▶ [Complete the following]
1 – In the duck joke, restate the paragraph beginning "A woman brought a very limp duck" more briefly, keeping its main facts.
2 – Write what comes next in the duck joke, starting after its final sentence.

▶ [Excerpt provided]
----------

Number of posts : 5020
Age : 30
Location : Indiana
Registration date : 2009-01-31
Points : 10949

riddles and jokes - Page 5 Vide
PostSubject: Re: riddles and jokes   riddles and jokes - Page 5 Icon_minitime1Sat Oct 17, 2009 8:40 am

oldschooldoom wrote:
Your Duck is Dead:

A woman brought a very limp duck into a veterinary surgeon. As she laid her pet on the table, the vet pulled out his stethoscope and listened to the bird's chest.

After a moment or two, the vet shook his head sadly and said; "I'm sorry, your duck (Cuddles) has passed away."

The distressed woman wailed; "Are you sure?"

"Yes, I am sure. The duck is dead." replied the vet.

"How can you be so sure?" she protested. "I mean you haven't done any testing on him or anything. He might just be in a coma or something."
The vet rolled his eyes, turned around, and left the room.

----------

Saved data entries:
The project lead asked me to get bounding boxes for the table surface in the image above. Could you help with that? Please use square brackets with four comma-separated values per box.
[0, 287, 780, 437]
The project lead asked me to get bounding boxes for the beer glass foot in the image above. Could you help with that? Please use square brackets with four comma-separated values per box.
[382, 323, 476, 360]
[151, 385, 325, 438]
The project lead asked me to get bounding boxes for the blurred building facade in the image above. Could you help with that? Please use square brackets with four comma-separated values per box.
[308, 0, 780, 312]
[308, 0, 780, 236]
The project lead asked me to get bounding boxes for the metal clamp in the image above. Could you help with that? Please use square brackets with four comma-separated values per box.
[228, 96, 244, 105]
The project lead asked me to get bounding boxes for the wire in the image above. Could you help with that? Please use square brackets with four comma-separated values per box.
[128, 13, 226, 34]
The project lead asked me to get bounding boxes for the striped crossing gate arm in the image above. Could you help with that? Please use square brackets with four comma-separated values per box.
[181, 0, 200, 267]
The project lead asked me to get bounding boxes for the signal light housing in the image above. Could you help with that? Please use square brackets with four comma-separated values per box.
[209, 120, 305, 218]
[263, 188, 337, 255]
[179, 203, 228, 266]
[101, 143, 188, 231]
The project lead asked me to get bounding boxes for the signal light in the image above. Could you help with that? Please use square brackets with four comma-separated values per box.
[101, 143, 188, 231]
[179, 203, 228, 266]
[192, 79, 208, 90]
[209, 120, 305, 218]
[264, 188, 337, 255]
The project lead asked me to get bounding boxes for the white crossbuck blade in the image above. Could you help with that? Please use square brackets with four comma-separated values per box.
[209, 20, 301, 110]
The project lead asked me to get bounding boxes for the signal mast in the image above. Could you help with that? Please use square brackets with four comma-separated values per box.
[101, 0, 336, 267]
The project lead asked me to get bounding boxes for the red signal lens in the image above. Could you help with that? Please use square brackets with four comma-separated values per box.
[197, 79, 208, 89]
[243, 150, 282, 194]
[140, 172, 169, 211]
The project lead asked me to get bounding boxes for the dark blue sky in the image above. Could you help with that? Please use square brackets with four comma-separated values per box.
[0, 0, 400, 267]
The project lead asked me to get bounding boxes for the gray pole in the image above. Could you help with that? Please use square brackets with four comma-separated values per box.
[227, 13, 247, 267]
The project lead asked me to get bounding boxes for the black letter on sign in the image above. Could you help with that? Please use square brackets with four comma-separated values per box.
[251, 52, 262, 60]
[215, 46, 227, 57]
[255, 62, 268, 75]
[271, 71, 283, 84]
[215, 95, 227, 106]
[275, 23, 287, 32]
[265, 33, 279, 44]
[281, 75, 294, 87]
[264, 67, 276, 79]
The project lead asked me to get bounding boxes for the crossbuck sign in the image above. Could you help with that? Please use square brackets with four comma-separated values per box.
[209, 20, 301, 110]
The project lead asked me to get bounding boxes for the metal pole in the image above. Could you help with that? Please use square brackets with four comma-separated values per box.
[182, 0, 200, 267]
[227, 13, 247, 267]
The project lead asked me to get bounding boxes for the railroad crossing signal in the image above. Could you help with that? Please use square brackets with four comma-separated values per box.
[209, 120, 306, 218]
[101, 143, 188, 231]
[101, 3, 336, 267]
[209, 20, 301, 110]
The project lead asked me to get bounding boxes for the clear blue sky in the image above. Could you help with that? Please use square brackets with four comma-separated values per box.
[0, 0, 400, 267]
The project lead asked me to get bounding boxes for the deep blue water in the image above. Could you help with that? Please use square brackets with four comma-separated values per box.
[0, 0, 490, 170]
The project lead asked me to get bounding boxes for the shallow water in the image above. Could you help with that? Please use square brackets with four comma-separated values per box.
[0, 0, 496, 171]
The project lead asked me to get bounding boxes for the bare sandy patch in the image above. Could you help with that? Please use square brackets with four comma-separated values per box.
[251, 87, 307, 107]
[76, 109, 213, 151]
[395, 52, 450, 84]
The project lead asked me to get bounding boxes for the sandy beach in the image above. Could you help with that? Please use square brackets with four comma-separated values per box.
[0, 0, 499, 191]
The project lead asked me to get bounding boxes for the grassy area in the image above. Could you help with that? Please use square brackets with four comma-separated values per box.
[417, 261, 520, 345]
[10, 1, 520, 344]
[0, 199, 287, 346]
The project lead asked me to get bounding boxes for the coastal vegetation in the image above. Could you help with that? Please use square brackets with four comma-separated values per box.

----------

▶ [Solved problems]
1 – A woman brought a limp duck to a vet. As she laid it on the table, he listened to its chest with a stethoscope.

2 –
He returned a few minutes later with a black Labrador Retriever. As the duck's owner looked on in amazement, the dog stood on his hind legs, put his front paws on the examination table, and sniffed the duck from top to bottom. He then looked up at the vet with sad eyes and shook his head.

The vet patted the dog on the head and took it out of the room.

A few minutes later he returned with a cat. The cat jumped on the table and also delicately sniffed the bird from head to foot. The cat sat back on its haunches, shook its head, meowed softly, and strolled out of the room.

The vet looked at the woman and said; "I'm sorry, but as I said, this is most definitely, 100% certifiably, a dead duck."

The vet turned to his computer terminal, hit a few keys and produced a bill, which he handed to the woman. The duck's owner, still in shock, took the bill. "$150!" she cried; "$150 just to tell me my duck is dead!?"
Are you ready for the punch line???


The vet shrugged; "I'm sorry. If you had just taken my word for it, the bill would have been $20, but.....with the Lab Report and the Cat Scan, it's now $150.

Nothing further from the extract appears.